▶ _Estratto della fonte_:
####

Il passaggio di proprietà e i colpi di mercato
La debacle contro il Siviglia non ha però condizionato il rilevamento – ad agosto inoltrato – della società da parte del neopresidente giallorosso Dan Friedkin. Padrone di un impero nella distribuzione del marchio Toyota negli USA, con forti interessi nell’hospitality e nell’entertainment, il businessman texano ha scelto di investire nell’Italia, a Roma e nella Roma, allettato dai possibili introiti e dal progetto del nuovo stadio. Fedelmente accompagnato dal figlio Ryan, suo braccio destro, Friedkin, dopo aver rinnovato l’assetto dirigenziale – con l’addio del Vicepresidente Mauro Baldissoni, la aumentata centralità operativa del Ceo Guido Fienga e la promessa di un futuro reintegro in società di Francesco Totti – ha regalato ai tifosi, tra agosto e settembre, i primi colpi della sua gestione: lo svincolato Pedro Rodriguez (dal Chelsea), il rientrante Chris Smalling (riscattato dal Manchester United in extremis), il vice-Dzeko Borja Mayoral (dal Real Madrid).
Innesti di valore, ma forse ancora troppo poco per essere realmente competitivi in ottica Champions, complici anche le partenze di Cengiz Under (Leicester), Diego Perotti (Fenerbahce), Justin Kluivert (Lipsia), Patrik Schick (Bayer Leverkusen).

####

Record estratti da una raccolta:
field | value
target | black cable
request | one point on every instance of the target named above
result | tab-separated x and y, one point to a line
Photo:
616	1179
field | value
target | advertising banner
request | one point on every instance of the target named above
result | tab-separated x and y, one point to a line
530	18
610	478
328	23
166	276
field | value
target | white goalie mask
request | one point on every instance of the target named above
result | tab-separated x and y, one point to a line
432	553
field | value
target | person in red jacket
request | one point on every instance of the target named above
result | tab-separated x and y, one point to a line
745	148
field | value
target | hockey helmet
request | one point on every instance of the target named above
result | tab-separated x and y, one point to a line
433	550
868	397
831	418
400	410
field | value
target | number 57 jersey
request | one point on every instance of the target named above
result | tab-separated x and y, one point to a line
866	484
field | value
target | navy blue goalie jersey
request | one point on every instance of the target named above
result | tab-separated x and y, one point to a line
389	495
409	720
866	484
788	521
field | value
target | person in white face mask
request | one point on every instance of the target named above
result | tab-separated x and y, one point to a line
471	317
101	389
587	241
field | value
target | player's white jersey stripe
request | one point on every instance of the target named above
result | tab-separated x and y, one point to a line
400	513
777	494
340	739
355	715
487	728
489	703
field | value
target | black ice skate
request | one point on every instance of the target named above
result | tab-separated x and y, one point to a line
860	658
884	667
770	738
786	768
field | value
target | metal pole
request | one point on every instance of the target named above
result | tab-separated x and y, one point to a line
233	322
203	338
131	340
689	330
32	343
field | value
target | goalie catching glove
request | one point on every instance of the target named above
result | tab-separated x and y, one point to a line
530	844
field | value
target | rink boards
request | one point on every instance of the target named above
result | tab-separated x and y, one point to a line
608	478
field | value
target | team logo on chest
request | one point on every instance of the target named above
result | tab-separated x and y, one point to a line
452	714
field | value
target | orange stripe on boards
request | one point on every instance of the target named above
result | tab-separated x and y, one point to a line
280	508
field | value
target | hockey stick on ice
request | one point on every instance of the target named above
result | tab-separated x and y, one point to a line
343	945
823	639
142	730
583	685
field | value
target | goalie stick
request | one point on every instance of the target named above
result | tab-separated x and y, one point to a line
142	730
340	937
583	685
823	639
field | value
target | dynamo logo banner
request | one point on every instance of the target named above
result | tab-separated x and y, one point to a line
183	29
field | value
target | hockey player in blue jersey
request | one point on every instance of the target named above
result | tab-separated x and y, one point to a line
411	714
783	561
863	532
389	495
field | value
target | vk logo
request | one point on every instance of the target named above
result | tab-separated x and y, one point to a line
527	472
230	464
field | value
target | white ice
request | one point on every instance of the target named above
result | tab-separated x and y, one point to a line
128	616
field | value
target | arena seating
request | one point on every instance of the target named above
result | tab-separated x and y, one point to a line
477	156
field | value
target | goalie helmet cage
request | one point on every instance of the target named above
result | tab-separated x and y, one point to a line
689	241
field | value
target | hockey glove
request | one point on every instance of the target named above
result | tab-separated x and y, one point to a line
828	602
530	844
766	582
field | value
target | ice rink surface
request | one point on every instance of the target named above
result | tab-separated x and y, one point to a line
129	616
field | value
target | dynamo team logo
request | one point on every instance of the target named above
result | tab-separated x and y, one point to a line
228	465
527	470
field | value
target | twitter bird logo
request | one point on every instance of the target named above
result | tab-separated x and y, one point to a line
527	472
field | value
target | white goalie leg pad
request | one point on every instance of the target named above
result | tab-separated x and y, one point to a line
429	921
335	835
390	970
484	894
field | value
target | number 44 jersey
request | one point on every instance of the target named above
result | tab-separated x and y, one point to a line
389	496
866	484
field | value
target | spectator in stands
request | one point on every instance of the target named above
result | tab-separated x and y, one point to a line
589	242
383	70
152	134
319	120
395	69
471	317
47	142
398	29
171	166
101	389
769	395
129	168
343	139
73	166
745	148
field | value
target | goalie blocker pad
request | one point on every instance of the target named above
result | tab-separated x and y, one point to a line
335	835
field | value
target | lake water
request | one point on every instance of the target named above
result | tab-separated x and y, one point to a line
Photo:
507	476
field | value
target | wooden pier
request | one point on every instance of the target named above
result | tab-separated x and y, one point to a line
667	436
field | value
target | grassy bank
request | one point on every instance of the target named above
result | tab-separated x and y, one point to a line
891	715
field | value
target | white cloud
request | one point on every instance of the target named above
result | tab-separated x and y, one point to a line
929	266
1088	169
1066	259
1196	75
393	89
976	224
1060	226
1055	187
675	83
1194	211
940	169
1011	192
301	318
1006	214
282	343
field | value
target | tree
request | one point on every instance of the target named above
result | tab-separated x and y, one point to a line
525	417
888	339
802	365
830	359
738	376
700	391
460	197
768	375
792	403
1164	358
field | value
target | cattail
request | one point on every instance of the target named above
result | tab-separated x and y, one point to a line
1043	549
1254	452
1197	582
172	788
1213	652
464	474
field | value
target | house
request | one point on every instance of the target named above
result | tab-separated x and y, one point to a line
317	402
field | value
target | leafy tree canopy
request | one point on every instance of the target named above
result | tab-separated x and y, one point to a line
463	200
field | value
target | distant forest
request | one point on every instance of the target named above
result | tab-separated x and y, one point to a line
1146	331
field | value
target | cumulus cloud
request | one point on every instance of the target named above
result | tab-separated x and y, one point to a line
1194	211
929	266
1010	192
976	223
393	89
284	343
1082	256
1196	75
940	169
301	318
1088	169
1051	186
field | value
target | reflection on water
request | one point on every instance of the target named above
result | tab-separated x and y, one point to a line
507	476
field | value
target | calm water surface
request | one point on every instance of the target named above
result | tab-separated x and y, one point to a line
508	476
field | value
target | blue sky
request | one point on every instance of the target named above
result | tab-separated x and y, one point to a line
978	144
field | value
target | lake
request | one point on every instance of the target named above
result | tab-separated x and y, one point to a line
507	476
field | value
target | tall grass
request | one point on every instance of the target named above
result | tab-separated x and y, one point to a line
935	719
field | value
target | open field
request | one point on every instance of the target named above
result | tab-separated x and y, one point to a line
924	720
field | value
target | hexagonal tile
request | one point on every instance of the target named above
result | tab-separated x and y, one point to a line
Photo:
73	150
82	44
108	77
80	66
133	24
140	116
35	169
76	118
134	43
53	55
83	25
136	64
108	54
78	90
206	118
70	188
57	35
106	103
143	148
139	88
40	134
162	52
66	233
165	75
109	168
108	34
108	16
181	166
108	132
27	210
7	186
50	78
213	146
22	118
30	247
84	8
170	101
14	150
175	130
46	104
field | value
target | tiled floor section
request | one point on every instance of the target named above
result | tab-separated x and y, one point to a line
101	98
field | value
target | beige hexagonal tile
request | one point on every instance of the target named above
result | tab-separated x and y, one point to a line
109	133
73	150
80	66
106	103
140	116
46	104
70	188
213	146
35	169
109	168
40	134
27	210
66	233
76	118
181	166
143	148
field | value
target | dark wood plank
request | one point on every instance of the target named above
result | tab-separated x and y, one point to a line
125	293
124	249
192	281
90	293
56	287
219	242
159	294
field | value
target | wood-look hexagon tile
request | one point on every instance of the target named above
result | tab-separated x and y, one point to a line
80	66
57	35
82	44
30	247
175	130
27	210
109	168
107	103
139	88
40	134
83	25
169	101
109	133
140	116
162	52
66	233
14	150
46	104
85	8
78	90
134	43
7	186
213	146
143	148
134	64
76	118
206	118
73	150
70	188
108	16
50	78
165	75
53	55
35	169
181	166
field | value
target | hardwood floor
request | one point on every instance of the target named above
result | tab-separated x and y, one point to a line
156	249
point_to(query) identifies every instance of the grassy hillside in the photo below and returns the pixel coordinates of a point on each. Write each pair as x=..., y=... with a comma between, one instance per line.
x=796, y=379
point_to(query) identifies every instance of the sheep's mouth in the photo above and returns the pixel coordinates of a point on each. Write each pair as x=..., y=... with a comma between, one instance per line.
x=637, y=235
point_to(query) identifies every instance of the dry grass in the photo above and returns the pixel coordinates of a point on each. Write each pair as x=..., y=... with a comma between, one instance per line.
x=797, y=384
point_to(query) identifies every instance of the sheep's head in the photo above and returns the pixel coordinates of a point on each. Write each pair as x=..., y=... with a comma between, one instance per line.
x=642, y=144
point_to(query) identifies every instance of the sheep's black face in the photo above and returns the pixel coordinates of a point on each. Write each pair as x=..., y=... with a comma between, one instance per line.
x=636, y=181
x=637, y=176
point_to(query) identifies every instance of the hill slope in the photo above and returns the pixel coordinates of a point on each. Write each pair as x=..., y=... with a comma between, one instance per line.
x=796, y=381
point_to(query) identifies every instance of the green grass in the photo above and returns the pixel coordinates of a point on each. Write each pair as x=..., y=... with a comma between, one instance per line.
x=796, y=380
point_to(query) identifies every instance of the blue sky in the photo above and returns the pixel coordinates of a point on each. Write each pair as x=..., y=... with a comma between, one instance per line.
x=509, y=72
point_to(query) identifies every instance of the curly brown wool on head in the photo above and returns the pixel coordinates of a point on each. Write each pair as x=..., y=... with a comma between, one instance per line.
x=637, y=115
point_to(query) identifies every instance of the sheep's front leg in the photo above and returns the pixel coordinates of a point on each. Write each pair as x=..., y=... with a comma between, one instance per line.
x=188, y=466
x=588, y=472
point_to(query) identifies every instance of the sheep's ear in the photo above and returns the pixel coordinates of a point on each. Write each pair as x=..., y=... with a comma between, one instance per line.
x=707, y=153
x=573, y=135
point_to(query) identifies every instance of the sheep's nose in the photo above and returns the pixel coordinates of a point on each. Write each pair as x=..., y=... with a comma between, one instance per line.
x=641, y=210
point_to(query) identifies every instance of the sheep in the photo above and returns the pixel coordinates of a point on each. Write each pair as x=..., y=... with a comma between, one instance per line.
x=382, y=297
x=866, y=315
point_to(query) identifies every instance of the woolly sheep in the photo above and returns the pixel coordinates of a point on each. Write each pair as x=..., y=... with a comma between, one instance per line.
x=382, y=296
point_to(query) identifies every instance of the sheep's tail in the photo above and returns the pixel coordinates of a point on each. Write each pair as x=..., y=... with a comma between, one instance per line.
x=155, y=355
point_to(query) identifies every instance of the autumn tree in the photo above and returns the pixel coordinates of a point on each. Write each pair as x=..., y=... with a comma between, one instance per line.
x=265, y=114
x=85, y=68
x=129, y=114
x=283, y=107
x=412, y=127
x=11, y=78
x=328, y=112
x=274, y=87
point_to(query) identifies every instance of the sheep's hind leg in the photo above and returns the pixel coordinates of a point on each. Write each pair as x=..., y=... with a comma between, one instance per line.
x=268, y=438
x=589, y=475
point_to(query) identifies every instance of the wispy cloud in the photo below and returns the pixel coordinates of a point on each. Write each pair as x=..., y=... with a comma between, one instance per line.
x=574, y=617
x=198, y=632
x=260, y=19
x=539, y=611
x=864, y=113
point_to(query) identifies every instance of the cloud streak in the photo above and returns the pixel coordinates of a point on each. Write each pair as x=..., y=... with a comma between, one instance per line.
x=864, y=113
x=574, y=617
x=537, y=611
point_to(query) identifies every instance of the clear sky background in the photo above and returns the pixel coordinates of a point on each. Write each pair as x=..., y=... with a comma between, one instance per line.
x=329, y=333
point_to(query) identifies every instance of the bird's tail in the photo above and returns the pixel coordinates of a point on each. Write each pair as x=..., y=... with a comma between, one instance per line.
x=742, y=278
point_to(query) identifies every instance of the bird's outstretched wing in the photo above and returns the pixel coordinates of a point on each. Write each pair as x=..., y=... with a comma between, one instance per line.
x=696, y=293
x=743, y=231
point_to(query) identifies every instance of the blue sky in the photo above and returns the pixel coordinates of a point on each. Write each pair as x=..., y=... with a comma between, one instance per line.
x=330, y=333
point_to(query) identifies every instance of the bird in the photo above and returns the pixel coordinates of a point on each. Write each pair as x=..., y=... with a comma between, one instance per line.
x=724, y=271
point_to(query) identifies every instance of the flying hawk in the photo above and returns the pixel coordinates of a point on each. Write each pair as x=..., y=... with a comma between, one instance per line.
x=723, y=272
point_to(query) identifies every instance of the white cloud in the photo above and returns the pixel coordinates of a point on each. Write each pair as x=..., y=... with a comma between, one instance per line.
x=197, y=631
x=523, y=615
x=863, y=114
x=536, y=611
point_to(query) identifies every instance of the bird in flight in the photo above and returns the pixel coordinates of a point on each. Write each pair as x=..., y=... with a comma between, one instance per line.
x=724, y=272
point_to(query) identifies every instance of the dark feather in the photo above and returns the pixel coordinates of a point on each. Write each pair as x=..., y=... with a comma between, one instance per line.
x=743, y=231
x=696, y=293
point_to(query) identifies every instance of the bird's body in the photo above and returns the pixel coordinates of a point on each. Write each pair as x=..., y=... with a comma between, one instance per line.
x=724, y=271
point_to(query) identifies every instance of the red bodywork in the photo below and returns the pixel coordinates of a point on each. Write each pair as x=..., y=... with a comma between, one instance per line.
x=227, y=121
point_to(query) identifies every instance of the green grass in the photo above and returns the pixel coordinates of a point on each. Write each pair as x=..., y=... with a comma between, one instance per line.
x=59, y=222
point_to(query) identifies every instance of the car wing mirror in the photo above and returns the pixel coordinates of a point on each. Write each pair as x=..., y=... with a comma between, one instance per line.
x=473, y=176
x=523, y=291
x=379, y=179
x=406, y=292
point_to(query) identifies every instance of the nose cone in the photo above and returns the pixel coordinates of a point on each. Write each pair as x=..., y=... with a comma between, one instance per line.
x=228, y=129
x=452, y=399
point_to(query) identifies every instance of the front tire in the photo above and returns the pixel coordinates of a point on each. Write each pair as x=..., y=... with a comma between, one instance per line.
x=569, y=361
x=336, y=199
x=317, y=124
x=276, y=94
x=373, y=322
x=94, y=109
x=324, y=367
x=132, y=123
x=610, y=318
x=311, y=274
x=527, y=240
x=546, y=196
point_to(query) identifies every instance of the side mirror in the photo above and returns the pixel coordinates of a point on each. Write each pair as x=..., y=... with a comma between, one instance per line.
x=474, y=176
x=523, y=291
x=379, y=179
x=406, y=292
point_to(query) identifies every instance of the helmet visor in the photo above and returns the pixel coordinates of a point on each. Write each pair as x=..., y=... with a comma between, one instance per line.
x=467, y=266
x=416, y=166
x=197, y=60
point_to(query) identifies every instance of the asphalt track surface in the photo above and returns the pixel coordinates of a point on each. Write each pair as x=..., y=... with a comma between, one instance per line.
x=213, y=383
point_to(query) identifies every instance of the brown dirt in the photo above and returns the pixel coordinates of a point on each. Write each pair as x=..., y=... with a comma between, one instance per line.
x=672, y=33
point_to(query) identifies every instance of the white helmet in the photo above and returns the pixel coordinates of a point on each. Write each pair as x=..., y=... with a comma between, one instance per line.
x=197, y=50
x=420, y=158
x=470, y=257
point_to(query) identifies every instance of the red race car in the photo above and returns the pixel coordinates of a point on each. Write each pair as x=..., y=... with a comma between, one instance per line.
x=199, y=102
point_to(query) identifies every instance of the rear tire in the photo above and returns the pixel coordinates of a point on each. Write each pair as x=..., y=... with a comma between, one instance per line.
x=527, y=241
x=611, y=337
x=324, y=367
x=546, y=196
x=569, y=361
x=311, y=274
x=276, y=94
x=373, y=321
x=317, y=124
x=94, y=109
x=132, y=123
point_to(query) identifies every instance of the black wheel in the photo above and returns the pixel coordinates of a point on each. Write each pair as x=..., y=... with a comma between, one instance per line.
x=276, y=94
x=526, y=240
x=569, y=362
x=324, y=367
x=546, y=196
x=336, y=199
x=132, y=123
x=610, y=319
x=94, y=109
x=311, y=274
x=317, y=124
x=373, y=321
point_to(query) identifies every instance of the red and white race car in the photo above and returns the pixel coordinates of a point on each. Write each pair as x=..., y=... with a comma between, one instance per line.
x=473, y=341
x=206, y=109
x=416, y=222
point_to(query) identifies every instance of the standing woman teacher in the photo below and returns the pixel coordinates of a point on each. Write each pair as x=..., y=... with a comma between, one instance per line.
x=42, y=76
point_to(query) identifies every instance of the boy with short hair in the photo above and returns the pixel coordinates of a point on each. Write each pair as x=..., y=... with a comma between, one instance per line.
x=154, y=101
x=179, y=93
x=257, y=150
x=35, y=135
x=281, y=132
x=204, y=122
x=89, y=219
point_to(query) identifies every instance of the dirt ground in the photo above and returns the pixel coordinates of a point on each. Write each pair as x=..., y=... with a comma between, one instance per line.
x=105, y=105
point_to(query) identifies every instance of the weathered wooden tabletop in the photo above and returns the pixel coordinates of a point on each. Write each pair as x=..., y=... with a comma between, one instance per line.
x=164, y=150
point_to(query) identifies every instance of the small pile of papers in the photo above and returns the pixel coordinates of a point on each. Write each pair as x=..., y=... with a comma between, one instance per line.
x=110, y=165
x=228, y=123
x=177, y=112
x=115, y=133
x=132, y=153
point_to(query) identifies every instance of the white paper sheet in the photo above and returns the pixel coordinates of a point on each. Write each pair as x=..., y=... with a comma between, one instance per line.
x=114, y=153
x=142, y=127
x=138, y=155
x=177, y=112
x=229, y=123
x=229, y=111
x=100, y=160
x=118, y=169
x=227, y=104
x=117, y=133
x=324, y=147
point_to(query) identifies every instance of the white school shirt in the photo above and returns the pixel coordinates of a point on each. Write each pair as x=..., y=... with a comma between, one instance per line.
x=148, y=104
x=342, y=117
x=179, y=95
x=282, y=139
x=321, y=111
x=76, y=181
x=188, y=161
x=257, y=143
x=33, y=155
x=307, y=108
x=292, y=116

####

▶ _Consegna 1_:
Secondo il testo sul passaggio di proprietà della Roma, da quale club è arrivato Borja Mayoral?
▶ _Consegna 2_:
Prosegui, per favore, il testo sul passaggio di proprietà della Roma a partire dall'ultima frase riportata.

▶ _Risposta 1_:
Dal Real Madrid.

▶ _Risposta 2_:
Grande con le piccole, piccola con le grandi
L’era Friedkin, sul campo, è però cominciata sotto i peggiori auspici: il 7 settembre, ad Amsterdam, Niccolò Zaniolo riportava la rottura del legamento crociato anteriore. Una dramma per il ragazzo, un brutto colpo per i tifosi, costretti – poche settimane dopo, nell’esordio stagionale contro il Verona – ad assistere ad un errore fantozziano della società. Un match avaro di emozioni, terminato 0-0, sul quale però il Giudice Sportivo decretava il 3-0 a tavolino per gli scaligeri, perché nella presentazione delle liste la Roma inseriva- tra gli Under 22 il mediano Amadou Diawara, che aveva però festeggiato il suo 23esimo il 17 luglio.
Archiviato il caso-Verona, costato il posto al segretario generale Pantaleo Longo, la Roma è riuscita – tra ottobre e novembre – ad inanellare una serie di 8 vittorie su 10 partite tra campionato ed Europa League, complice anche il cambio di modulo con il passaggio alla difesa a 3, prima della batosta di Napoli, un 4-0 senza storie nel segno di Diego Armando Maradona, scomparso solo tre giorni prima.
Il bilancio
Con la vittoria contro il Cagliari, la Roma chiude il 2020 con un terzo posto in campionato, che rappresenta un buon punto di partenza per il nuovo anno solare, in cui gli aspetti sui quali Fonseca dovrà lavorare – per ritrovare la Champions League – saranno essenzialmente due: la condizione atletica e la personalità.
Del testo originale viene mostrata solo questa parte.